WORK INSTRUCTIONS:
1 - In the deployment write-up, how often does the Jobs dashboard auto-refresh?
2 - Print the passage of the deployment write-up starting with "Screenshot of the" and going on through "every 5 seconds.".

Screenshot of the Jobs dashboard showing 50 total deployments, 1 active, 40 successful, 9 failed. Running and complete jobs for HuggingFace policies are listed with status, attempts, artifact sizes, and links to video and JSON output — Every deploy shows up on the Jobs dashboard with status, attempts, and a link to the rendered video. Auto-refreshes every 5 seconds.

The Part Where It Heals Itself

The first version had a classic infrastructure problem. Every time someone pasted a policy that needed a package we hadn't pre-installed (gymnasium-robotics, dm_control, shimmy), the deploy would fail. We'd add the package to the Docker image, rebuild, redeploy. Five to ten minutes of manual work, every single time.

The fix is almost embarrassingly simple. Every generated script now installs its own dependencies before importing them. Claude includes the pip install calls right in the code. If the package is already there, pip checks in under a second. If it's not, it installs it. The Docker image only needs Python, MuJoCo system libraries, and FFmpeg. Everything else is self-provisioned.

This means a framework we've never seen before just works, as long as Claude can read the repo and figure out what it needs. No Docker rebuild. No redeployment. The system adapts at runtime.

INFORMATION:
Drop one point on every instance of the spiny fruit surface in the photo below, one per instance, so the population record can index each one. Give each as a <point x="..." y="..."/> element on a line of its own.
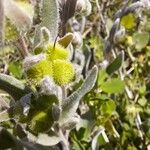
<point x="63" y="72"/>
<point x="39" y="70"/>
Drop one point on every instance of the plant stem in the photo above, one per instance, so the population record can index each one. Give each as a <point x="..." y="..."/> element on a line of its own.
<point x="1" y="23"/>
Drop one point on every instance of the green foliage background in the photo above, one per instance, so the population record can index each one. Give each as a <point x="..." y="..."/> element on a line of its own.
<point x="115" y="114"/>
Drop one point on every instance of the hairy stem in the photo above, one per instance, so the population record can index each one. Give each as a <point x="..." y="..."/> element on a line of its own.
<point x="1" y="23"/>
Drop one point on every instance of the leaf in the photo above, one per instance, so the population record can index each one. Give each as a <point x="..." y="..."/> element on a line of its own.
<point x="15" y="69"/>
<point x="50" y="17"/>
<point x="4" y="116"/>
<point x="66" y="40"/>
<point x="17" y="15"/>
<point x="48" y="140"/>
<point x="141" y="40"/>
<point x="128" y="21"/>
<point x="13" y="86"/>
<point x="102" y="75"/>
<point x="108" y="107"/>
<point x="113" y="86"/>
<point x="18" y="109"/>
<point x="9" y="141"/>
<point x="116" y="64"/>
<point x="95" y="142"/>
<point x="70" y="105"/>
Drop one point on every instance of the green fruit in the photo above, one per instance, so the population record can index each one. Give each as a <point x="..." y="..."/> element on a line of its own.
<point x="39" y="71"/>
<point x="63" y="72"/>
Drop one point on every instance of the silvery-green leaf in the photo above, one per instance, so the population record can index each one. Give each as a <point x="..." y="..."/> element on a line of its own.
<point x="48" y="140"/>
<point x="17" y="15"/>
<point x="116" y="64"/>
<point x="4" y="116"/>
<point x="70" y="104"/>
<point x="13" y="86"/>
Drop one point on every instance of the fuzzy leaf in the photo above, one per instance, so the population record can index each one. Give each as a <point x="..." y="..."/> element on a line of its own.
<point x="70" y="105"/>
<point x="116" y="64"/>
<point x="140" y="40"/>
<point x="50" y="17"/>
<point x="128" y="21"/>
<point x="9" y="141"/>
<point x="4" y="116"/>
<point x="48" y="140"/>
<point x="13" y="86"/>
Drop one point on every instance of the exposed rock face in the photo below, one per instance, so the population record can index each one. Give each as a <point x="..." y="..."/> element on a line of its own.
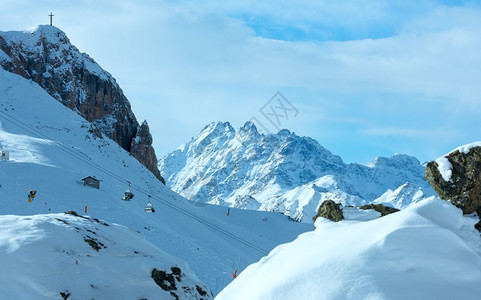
<point x="384" y="210"/>
<point x="46" y="56"/>
<point x="330" y="210"/>
<point x="463" y="188"/>
<point x="141" y="148"/>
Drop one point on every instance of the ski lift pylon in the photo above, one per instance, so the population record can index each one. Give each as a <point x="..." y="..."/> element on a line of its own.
<point x="128" y="194"/>
<point x="149" y="207"/>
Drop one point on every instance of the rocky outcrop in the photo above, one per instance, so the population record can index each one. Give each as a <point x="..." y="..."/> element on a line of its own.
<point x="463" y="187"/>
<point x="384" y="210"/>
<point x="329" y="210"/>
<point x="141" y="148"/>
<point x="46" y="56"/>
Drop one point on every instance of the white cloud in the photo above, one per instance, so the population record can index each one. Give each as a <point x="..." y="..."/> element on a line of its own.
<point x="184" y="64"/>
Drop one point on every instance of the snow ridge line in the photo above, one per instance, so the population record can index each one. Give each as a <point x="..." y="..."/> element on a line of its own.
<point x="67" y="150"/>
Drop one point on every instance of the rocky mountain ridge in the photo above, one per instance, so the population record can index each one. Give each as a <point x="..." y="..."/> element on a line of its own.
<point x="46" y="56"/>
<point x="284" y="172"/>
<point x="456" y="177"/>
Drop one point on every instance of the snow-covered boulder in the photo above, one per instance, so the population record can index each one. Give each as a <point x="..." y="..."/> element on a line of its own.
<point x="77" y="257"/>
<point x="426" y="251"/>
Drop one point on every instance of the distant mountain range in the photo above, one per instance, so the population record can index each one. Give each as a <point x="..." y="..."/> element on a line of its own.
<point x="284" y="172"/>
<point x="46" y="56"/>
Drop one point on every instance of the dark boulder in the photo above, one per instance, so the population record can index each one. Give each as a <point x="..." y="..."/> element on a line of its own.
<point x="384" y="210"/>
<point x="329" y="210"/>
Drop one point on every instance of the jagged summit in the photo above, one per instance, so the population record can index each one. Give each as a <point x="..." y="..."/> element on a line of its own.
<point x="282" y="172"/>
<point x="45" y="55"/>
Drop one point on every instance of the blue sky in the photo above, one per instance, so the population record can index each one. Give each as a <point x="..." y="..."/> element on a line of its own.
<point x="368" y="78"/>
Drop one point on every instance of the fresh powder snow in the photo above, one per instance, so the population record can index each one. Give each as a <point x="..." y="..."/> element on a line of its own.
<point x="427" y="251"/>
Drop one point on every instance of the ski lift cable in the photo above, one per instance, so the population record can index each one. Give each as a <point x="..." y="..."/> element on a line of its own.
<point x="70" y="152"/>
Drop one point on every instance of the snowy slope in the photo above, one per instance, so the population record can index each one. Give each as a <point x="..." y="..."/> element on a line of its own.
<point x="427" y="251"/>
<point x="52" y="149"/>
<point x="45" y="255"/>
<point x="281" y="172"/>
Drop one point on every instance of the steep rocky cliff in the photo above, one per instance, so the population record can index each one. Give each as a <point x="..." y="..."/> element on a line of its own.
<point x="457" y="177"/>
<point x="46" y="56"/>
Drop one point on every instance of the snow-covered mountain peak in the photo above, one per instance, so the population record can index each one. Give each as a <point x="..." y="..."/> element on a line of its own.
<point x="397" y="159"/>
<point x="280" y="172"/>
<point x="52" y="149"/>
<point x="62" y="55"/>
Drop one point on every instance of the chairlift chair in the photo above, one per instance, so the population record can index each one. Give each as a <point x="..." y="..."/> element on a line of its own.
<point x="128" y="194"/>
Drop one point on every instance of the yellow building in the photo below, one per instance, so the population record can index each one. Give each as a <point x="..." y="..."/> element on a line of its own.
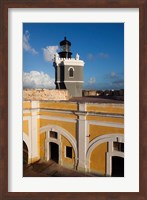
<point x="78" y="135"/>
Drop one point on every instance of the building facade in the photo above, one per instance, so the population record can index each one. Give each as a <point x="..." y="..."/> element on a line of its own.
<point x="87" y="137"/>
<point x="68" y="71"/>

TASK-BY-TASK ANSWERS:
1 - Every 5 seconds.

2 -
Screenshot of the Jobs dashboard showing 50 total deployments, 1 active, 40 successful, 9 failed. Running and complete jobs for HuggingFace policies are listed with status, attempts, artifact sizes, and links to video and JSON output — Every deploy shows up on the Jobs dashboard with status, attempts, and a link to the rendered video. Auto-refreshes every 5 seconds.